A Duke Professor’s Play on Jackie Robinson Is a Hit for Clayton’s Juneteenth Celebration

“There were a little over 100 people,” Wiley added. “Two gospel choirs from the community, and a couple of speakers. I was the main event.”

Also a faculty fellow and co-director of America’s Hallowed Ground at Kenan, Wiley is a prolific actor and writer who has written 15 solo and ensemble plays since 2000. It’s a body of work that pulls from a deep well of research and craftsmanship in the creation of theatre that documents some of America’s most compelling moments: the daring escape of the enslaved Henry “Box” Brown, the trial of Emmett Till, the hardships endured by the 1961 Freedom Riders jailed in Mississippi’s notorious Parchman Penitentiary, and the Montgomery Bus Boycott.

Wiley’s most recent play, “Changing Same: The Cold-Blooded Murder Of Booker T. Spicely,” co-written with Durham playwright Howard Craft, premiered last November at Duke and UNC-Chapel Hill. The play tells the story of Private Booker T. Spicely, a serviceman killed by a Durham city bus driver after he initially questioned the motorman why he had to move to the Jim Crow section of the bus.

Mike Wiley in a recent performance near Jackie Robinson’s birthplace of Cairo, Ga. Photo by Tracy Francis.
Mike Wiley in a recent performance near Jackie Robinson’s birthplace of Cairo, Ga. Photo by Tracy Francis.

“By most eyewitness accounts, he didn't refuse to move. He lambasted Durham’s segregation laws, yes, but obeyed them nonetheless,” Wiley told Duke Today.

The new work tells the story of what happened “from multiple perspectives from that time period; not only the Black perspective, but the White as well,” Wiley said.

Not unlike one of Wiley’s heroes, the late venerated Duke historian emeritus, John Hope Franklin, his plays focus on the missing pages of history.

In “Jackie Robinson: A Game Apart,” for instance, the play is framed with his birth in Cairo, Georgia, and ends with Branch Rickey asking him to sign with the Brooklyn Dodgers.

Exercises ▸
a – Reproduce the entries verbatim, starting at the line containing "segment: stone archway" and ending with the last line of the entries.
b – Can you pick up the text about Mike Wiley's Jackie Robinson play after its last sentence and continue it?
The entries that follow have no connection to the text about Mike Wiley's plays.

Records ▸

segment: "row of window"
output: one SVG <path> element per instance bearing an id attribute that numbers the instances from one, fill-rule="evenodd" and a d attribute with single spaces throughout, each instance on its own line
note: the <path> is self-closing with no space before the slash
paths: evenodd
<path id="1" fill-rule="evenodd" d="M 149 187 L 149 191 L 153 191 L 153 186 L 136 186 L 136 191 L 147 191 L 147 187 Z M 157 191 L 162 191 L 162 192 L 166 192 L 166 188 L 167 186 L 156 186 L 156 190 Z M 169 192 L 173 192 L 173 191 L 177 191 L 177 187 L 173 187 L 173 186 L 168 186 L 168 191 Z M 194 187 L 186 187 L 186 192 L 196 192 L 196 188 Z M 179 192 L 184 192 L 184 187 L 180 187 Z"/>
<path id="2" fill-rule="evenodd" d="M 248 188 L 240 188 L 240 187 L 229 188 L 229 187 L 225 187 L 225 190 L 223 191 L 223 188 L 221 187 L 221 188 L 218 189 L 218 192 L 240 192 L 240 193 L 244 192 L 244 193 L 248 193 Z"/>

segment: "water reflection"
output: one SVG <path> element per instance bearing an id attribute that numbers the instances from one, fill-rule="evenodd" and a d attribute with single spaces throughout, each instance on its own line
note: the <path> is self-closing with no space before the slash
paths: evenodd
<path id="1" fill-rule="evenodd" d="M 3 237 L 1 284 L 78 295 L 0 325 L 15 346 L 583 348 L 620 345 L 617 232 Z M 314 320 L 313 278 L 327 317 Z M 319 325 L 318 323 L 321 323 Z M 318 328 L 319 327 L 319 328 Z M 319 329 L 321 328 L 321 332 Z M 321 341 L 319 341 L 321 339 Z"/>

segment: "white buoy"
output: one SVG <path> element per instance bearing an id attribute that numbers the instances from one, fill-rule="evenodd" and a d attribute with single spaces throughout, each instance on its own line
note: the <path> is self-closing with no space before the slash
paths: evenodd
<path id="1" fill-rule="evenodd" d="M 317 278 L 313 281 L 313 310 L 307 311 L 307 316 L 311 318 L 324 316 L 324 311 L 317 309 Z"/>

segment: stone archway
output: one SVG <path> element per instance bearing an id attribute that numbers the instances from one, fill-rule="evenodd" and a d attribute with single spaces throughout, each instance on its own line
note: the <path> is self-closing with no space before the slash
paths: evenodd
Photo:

Answers below ▸
a –
segment: stone archway
output: one SVG <path> element per instance bearing an id attribute that numbers the instances from one, fill-rule="evenodd" and a d attribute with single spaces throughout, each instance on its own line
note: the <path> is self-closing with no space before the slash
paths: evenodd
Photo:

b –
Everything in between is about Robinson’s early life, even before he was born, but the play also introduces audiences to other Black athletes, like Isaac Burns Murphy, Fritz Pollard, Joe Louis and Wilma Rudolph.

Wiley’s plays also make space for audience participation. He may ask an older white man or a child, for example, to play Robinson when he refuses to move to the back of a bus so that white soldiers could sit in the front. During his performance in Clayton, Mayor Pro Tem Michael Sims played Robinson in the bus scene, while a child played Wilma Rudolph.

“Older individuals tend to get up and move, but young folks? They stay in place with their arms folded and refuse to move,” Wiley said. “It’s a beautiful thing to become the antagonist in my own play. It’s a beautiful moment.” 

Wiley, ever the educator, shared a Juneteenth lesson for all Americans. 

He noted that in his play, “The Parchman Hour,” Martin Luther King, Jr. says he will not ride with the Freedom Riders to Mississippi.

“For a moment the audience goes, ‘wait, what?’” Wiley said. “But these are individuals who have fears … who overcome these things because of who they are. It teaches young people: You can be afraid. You can make mistakes. But you can be brave.

“I tell young people: You don’t have to be perfect to be a hero.”